▶ Source extract:
Start of Block

For one, Jones has allowed the inmates to have personal items in their rooms and has ordered new mattresses for the cells and new polo-shirt uniforms for the inmates and staff. Additionally, counselors now have more individual sessions with the residents and other training sessions that focus on creating a therapeutic environment.
Jones said during one staff meeting that the facility "is no longer a maximum-security center for juveniles," and that "this will be a treatment center with security, not a security facility with treatment."
DeMuro said last month that, even though the preliminary changes to Salem are laudable, the main problem is still that the facility has the look and feel of an adult prison. Adult prisons, he said, are punitive in nature, and not rehabilitative.
Salem's "training school" model also is considered counterproductive because juveniles as young as 10 are sometimes in contact with dangerous criminals as old as 21. DeMuro recommended that the state should relocate residents younger than 15 and that all girls should be placed in gender-specific programs.
DeMuro, in his audit of the facility, suggested that the state move toward community corrections programs or foster-care programs geared toward children with behavioral disorders.

End of Block

▶ Record set:
Start of Block

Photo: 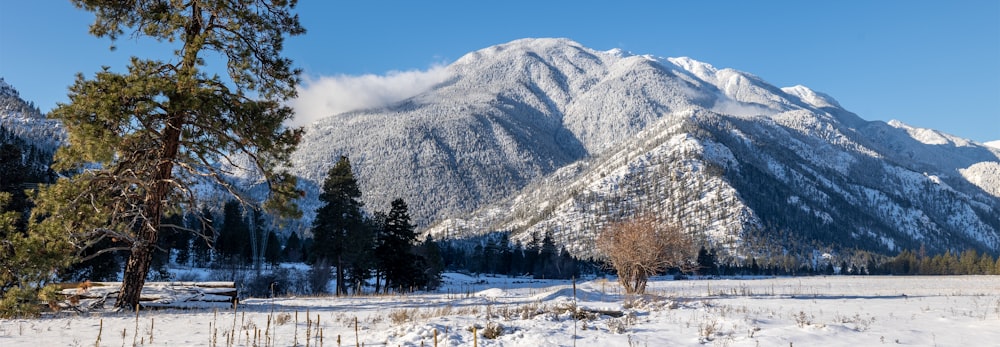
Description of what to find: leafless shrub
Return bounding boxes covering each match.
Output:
[597,215,696,294]
[483,322,503,340]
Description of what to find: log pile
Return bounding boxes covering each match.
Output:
[47,281,239,312]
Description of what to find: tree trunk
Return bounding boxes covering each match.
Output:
[115,114,184,309]
[115,239,154,310]
[336,255,347,296]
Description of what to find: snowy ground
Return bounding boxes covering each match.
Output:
[0,274,1000,347]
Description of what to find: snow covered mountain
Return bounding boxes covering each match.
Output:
[0,77,65,153]
[293,39,1000,255]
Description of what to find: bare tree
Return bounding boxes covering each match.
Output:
[597,215,697,294]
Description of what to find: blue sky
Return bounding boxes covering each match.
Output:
[0,0,1000,141]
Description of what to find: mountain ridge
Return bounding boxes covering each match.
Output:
[295,39,1000,252]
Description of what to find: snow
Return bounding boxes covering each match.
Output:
[0,274,1000,347]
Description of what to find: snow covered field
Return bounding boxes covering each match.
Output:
[0,274,1000,347]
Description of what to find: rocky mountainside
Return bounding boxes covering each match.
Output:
[293,39,1000,255]
[0,77,65,153]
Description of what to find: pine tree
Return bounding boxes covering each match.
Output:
[281,231,302,263]
[191,207,216,267]
[215,200,250,264]
[36,0,305,308]
[311,157,365,295]
[417,234,444,289]
[264,230,281,265]
[376,199,423,291]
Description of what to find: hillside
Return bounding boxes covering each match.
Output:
[293,39,1000,255]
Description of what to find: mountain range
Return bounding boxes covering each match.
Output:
[0,38,1000,257]
[293,39,1000,256]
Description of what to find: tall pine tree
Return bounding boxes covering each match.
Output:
[311,156,365,295]
[36,0,305,308]
[376,199,423,291]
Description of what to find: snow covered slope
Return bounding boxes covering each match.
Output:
[293,39,1000,253]
[0,77,65,153]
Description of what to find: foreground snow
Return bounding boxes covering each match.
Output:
[0,274,1000,347]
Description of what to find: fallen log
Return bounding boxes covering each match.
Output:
[47,281,239,312]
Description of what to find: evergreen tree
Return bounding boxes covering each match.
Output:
[311,156,365,295]
[191,206,216,267]
[0,143,31,231]
[697,246,718,275]
[281,231,302,263]
[264,230,281,265]
[174,213,196,266]
[36,0,305,308]
[0,192,72,318]
[215,200,250,264]
[376,199,423,291]
[417,235,444,289]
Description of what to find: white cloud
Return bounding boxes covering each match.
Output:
[288,65,450,126]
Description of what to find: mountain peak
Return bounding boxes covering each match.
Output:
[781,84,842,108]
[0,77,20,98]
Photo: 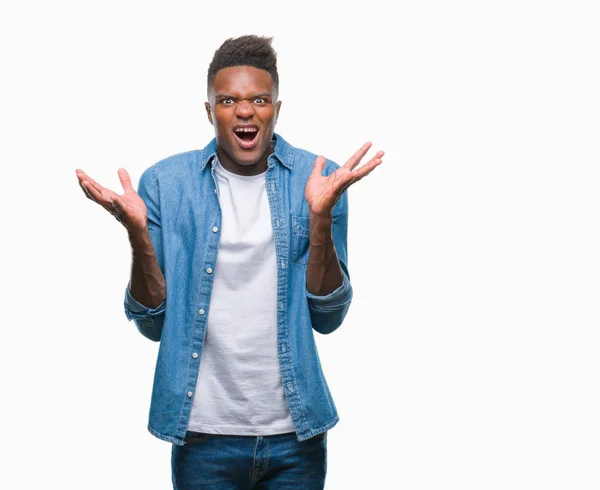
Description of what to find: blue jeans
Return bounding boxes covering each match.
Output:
[171,432,327,490]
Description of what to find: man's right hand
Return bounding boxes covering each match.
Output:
[76,168,147,234]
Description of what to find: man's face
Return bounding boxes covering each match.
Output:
[205,66,281,175]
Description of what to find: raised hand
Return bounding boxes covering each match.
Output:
[75,168,147,232]
[304,142,384,215]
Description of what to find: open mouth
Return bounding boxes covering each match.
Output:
[233,126,258,148]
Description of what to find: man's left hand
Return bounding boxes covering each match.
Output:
[304,142,383,216]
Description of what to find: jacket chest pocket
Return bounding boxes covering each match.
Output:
[290,216,310,264]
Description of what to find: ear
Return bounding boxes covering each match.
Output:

End of Block

▶ Problems and tasks:
[A] Answer these questions from the passage on the Salem juvenile facility.
(i) What style of uniform did Jones order for the inmates and staff?
(ii) How young are some of the juveniles who may come into contact with criminals as old as 21?
(iii) In what kind of programs did DeMuro recommend that all girls be placed?
[B] Extend the passage on the Salem juvenile facility by writing what follows its final sentence.
The records play no part in this work.

▶ Expected outputs:
[A]
(i) Polo-shirt uniforms.
(ii) As young as 10.
(iii) Gender-specific programs.

[B]
DeMuro said his findings are based on a study released last year by the Annie E. Casey Foundation, which said juvenile facilities have 72 percent recidivism rates and waste billions of taxpayer dollars every year.
The study highlights six alternatives to the traditional system, including systems that focus heavily on individual therapy and replacing large juvenile prisons with smaller regional prisons for violent offenders.
Aboulhosn ordered the Division of Juvenile Services to provide an individual assessment on the children that remain in the facility and determine whether any of them should be transferred to another program.
He set another hearing to discuss Friday's order for Jan. 11 in Kanawha County Circuit Court. Gov. Earl Ray Tomblin, House Speaker Rick Thompson, D-Wayne, and Senate President Jeff Kessler, D-Marshall, were forwarded copies of the order. Aboulhosn said he would issue a final order after the parties resolve all of the outstanding issues in the lawsuit.